TASK TO CARRY OUT.
The entries below need to be written out exactly, with no pictures included.

DATA IN THIS EXERCISE.
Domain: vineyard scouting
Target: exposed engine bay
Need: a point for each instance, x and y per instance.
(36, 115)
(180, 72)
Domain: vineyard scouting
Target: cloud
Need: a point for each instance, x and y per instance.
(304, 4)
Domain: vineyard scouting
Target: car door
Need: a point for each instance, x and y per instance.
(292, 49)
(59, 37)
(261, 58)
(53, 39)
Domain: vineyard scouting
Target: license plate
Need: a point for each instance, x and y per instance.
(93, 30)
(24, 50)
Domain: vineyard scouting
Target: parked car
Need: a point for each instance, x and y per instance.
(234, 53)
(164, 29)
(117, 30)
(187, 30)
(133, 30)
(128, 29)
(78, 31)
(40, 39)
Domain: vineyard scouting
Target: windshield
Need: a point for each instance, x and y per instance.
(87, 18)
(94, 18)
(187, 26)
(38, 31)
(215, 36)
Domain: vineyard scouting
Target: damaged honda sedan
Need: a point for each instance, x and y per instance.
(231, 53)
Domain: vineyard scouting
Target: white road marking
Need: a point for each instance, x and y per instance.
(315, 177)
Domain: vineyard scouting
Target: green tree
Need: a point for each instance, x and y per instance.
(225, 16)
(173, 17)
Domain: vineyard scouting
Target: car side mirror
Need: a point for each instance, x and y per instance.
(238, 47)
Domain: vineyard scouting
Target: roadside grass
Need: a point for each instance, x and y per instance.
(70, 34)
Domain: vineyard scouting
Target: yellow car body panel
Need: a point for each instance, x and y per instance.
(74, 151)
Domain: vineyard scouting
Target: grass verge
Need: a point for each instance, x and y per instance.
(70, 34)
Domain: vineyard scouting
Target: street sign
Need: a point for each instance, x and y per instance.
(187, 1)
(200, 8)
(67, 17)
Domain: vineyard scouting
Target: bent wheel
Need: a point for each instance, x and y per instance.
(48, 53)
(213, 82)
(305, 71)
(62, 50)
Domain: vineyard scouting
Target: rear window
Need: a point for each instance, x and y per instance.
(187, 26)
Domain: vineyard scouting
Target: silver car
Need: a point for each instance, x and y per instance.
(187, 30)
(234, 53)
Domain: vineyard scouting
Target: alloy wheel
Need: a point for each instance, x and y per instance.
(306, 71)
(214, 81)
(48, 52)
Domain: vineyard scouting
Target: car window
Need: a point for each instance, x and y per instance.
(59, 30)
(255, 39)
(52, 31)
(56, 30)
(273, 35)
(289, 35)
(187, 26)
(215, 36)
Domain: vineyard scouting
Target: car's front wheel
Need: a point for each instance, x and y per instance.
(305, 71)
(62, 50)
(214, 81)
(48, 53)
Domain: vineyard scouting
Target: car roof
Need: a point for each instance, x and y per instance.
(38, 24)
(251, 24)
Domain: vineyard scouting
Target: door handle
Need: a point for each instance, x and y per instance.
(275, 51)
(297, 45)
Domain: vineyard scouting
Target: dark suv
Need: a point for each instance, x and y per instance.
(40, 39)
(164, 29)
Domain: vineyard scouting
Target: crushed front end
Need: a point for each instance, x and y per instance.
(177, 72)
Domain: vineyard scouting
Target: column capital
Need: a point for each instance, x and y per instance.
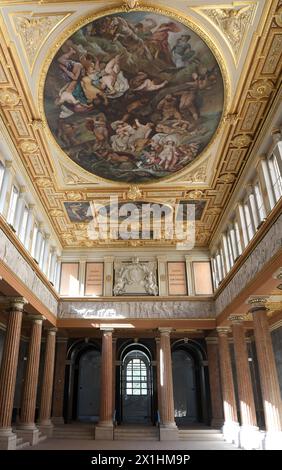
(106, 330)
(165, 331)
(51, 330)
(17, 303)
(237, 319)
(257, 302)
(211, 340)
(35, 318)
(223, 330)
(8, 164)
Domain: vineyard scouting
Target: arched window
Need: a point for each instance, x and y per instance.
(136, 377)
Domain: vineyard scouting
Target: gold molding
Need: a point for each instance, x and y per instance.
(34, 29)
(227, 21)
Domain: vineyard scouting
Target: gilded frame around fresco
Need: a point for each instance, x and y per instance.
(147, 8)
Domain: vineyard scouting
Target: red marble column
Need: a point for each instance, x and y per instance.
(104, 429)
(114, 374)
(214, 379)
(8, 372)
(168, 428)
(45, 423)
(59, 381)
(268, 374)
(231, 425)
(27, 427)
(249, 435)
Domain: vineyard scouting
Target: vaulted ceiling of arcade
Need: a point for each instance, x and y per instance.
(140, 100)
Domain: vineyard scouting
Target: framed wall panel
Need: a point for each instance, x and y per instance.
(69, 281)
(177, 280)
(94, 279)
(202, 278)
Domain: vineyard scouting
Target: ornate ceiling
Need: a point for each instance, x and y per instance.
(244, 41)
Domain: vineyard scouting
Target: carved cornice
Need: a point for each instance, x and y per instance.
(223, 330)
(258, 303)
(234, 319)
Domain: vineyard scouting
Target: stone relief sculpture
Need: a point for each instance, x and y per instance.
(135, 277)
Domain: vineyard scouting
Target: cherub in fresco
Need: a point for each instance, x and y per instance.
(66, 132)
(72, 69)
(120, 141)
(92, 92)
(168, 107)
(182, 51)
(140, 137)
(143, 82)
(98, 125)
(168, 156)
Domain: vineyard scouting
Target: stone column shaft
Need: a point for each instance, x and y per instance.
(47, 385)
(28, 404)
(8, 373)
(168, 427)
(244, 380)
(228, 393)
(104, 429)
(268, 372)
(59, 381)
(215, 387)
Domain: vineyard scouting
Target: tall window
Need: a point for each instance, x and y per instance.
(276, 177)
(136, 377)
(13, 205)
(237, 237)
(249, 222)
(2, 171)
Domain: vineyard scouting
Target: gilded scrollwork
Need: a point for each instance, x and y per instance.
(34, 29)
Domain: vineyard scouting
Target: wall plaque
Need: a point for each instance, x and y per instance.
(177, 283)
(94, 279)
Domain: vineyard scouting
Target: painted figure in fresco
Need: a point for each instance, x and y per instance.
(158, 43)
(133, 97)
(98, 125)
(168, 107)
(182, 52)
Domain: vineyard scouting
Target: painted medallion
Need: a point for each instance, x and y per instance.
(134, 97)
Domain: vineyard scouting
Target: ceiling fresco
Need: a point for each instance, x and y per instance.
(134, 97)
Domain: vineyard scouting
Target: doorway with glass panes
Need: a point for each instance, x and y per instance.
(136, 386)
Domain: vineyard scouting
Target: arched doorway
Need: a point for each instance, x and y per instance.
(189, 383)
(136, 385)
(82, 384)
(88, 396)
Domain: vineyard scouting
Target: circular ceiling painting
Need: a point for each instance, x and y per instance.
(134, 97)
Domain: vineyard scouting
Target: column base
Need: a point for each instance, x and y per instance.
(58, 420)
(250, 437)
(8, 439)
(46, 428)
(217, 423)
(169, 432)
(231, 430)
(29, 434)
(272, 441)
(104, 432)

SOLUTION.
Domain: vineyard scouting
Target: exposed engine bay
Need: a point for each instance, x and y per instance.
(36, 115)
(180, 72)
Domain: vineyard scouting
Target: cloud
Need: a point for each instance, x and y per instance.
(304, 4)
Domain: vineyard scouting
Target: car door
Need: a point for each instance, x and y per instance.
(292, 49)
(59, 37)
(261, 58)
(53, 39)
Domain: vineyard scouting
Target: license plate
Need: a point for each instance, x and y per instance.
(93, 30)
(24, 50)
Domain: vineyard scouting
Target: parked car
Need: a point for each instance, x and y per instance.
(234, 53)
(164, 29)
(117, 30)
(187, 30)
(133, 30)
(128, 29)
(78, 31)
(40, 39)
Domain: vineyard scouting
Target: windshield
Need: a point for each instance, x and y per instance.
(87, 18)
(94, 18)
(187, 26)
(38, 31)
(215, 36)
Domain: vineyard scouting
Target: damaged honda sedan
Need: a point for each instance, x and y per instance.
(231, 53)
Domain: vineyard scouting
Target: white road marking
Need: a point for each instance, x and y per instance.
(315, 177)
Domain: vineyard scouting
Target: green tree
Need: a point for each instance, x and y per instance.
(225, 16)
(173, 17)
Domain: vineyard scouting
Target: car side mirror
Need: a point for each instance, x and y per instance.
(238, 47)
Domain: vineyard scouting
Target: roadside grass
Need: a point for each instance, x and y per instance.
(70, 34)
Domain: vineyard scouting
Target: yellow car body panel
Need: a point for each instance, x and y per instance.
(74, 151)
Domain: vineyard scouting
Target: grass verge
Need: a point for each instance, x and y per instance.
(70, 34)
Domain: vineyard scouting
Target: street sign
Need: a point for each instance, x and y per instance.
(187, 1)
(200, 8)
(67, 17)
Domain: vineyard scouting
Target: bent wheel
Need: a point for each instance, x and y per instance.
(48, 53)
(213, 82)
(305, 71)
(62, 50)
Domain: vineyard scouting
Target: rear window
Need: a point for each instance, x and y per instance.
(187, 26)
Domain: vineyard scouting
Target: silver car
Need: a point for each instance, x and y per instance.
(187, 30)
(234, 53)
Domain: vineyard scouting
Target: alloy wheel
Need: a point for each instance, x and y per instance.
(306, 71)
(214, 81)
(48, 52)
Domain: vineyard scouting
Target: car window
Need: a point for each instance, x and y per instance.
(59, 30)
(255, 39)
(52, 31)
(56, 30)
(273, 35)
(289, 35)
(187, 26)
(215, 36)
Domain: vineyard scouting
Target: car's front wheel
Need: a point for each instance, x and y per instance.
(305, 71)
(62, 50)
(214, 81)
(48, 53)
Domain: vineyard scouting
Target: car roof
Need: a point for each instance, x and y per instance.
(38, 24)
(251, 24)
Domain: vineyard scouting
Target: door handle
Need: a point for each instance, x and y per instance.
(275, 51)
(297, 45)
Domain: vineyard scouting
Target: dark suv
Need: a point for each instance, x and y per instance.
(40, 39)
(164, 29)
Domain: vineyard scouting
Target: crushed front end
Need: a point for each instance, x and y per instance.
(177, 72)
Domain: vineyard scouting
Target: column capital
Need: a point for each instance, x and y per instance.
(106, 330)
(165, 331)
(51, 330)
(17, 303)
(237, 319)
(257, 302)
(211, 340)
(35, 318)
(223, 330)
(8, 164)
Domain: vineyard scouting
Target: arched window
Need: a point for each instance, x and y per instance.
(136, 377)
Domain: vineyard scouting
Target: gold molding
Need: a point for each instance, x and y per instance.
(34, 29)
(227, 21)
Domain: vineyard scouting
Target: gilded frame around fresco
Need: a point for each instance, x and y per instance.
(147, 8)
Domain: vineyard scouting
Target: red marble column
Need: a point for each instance, x and y per instance.
(104, 429)
(114, 374)
(214, 379)
(8, 372)
(168, 428)
(45, 423)
(59, 381)
(268, 374)
(231, 425)
(27, 427)
(249, 435)
Domain: vineyard scouting
Target: vaulted ceiling of arcade
Need: a point for each instance, x and y per instance.
(140, 100)
Domain: vineyard scouting
Target: framed wall panel
Need: a point for each instance, x and y per instance.
(69, 281)
(177, 280)
(94, 279)
(202, 278)
Domain: vineyard scouting
Target: ornate ceiling
Need: a point for each instance, x and y per instance.
(244, 41)
Domain: vineyard scouting
Target: carved cornice
Need: a point for each instance, x and y per instance.
(223, 330)
(258, 303)
(234, 319)
Domain: vineyard scouting
Target: stone relief sculpture
Need: a point for each instance, x and y per instance.
(135, 277)
Domain: vineyard scouting
Target: cherub in fresco
Need: a point for each instance, x and y per instance.
(66, 132)
(72, 69)
(120, 141)
(92, 92)
(168, 107)
(182, 51)
(140, 137)
(143, 82)
(98, 125)
(168, 156)
Domain: vineyard scouting
Target: stone column shaft
Need: a point for each instance, x and y per instance.
(47, 385)
(28, 404)
(8, 373)
(168, 427)
(244, 380)
(228, 393)
(104, 429)
(268, 372)
(59, 381)
(215, 387)
Domain: vineyard scouting
Target: tall window
Need: a point for each instance, x and y per instance.
(276, 177)
(136, 377)
(13, 205)
(237, 237)
(249, 222)
(2, 171)
Domain: vineyard scouting
Target: gilded scrollwork
Need: a point for each instance, x and y per instance.
(34, 29)
Domain: vineyard scouting
Target: wall plaque
Need: a point for each instance, x and y per instance.
(177, 283)
(94, 279)
Domain: vineyard scouting
Target: painted figure in fresco
Need: a point for each instance, x and y per instance.
(158, 43)
(133, 97)
(98, 125)
(168, 107)
(182, 52)
Domain: vineyard scouting
Target: painted medallion
Need: a point for each instance, x and y per instance.
(134, 97)
Domain: vineyard scouting
Target: ceiling fresco
Need: a point for each instance, x and y per instance.
(134, 97)
Domain: vineyard scouting
Target: doorway with glass panes
Need: a point for each instance, x and y per instance.
(136, 386)
Domain: vineyard scouting
Target: arched doorway
Need: a point for each instance, x and y per instance.
(189, 383)
(136, 385)
(82, 384)
(88, 396)
Domain: vineyard scouting
Target: circular ceiling painting
Need: a point for each instance, x and y per instance.
(134, 97)
Domain: vineyard scouting
Target: column base
Need: a point for each instance, x and y per instance.
(58, 420)
(250, 437)
(8, 439)
(46, 428)
(217, 423)
(169, 432)
(231, 430)
(29, 434)
(272, 441)
(104, 432)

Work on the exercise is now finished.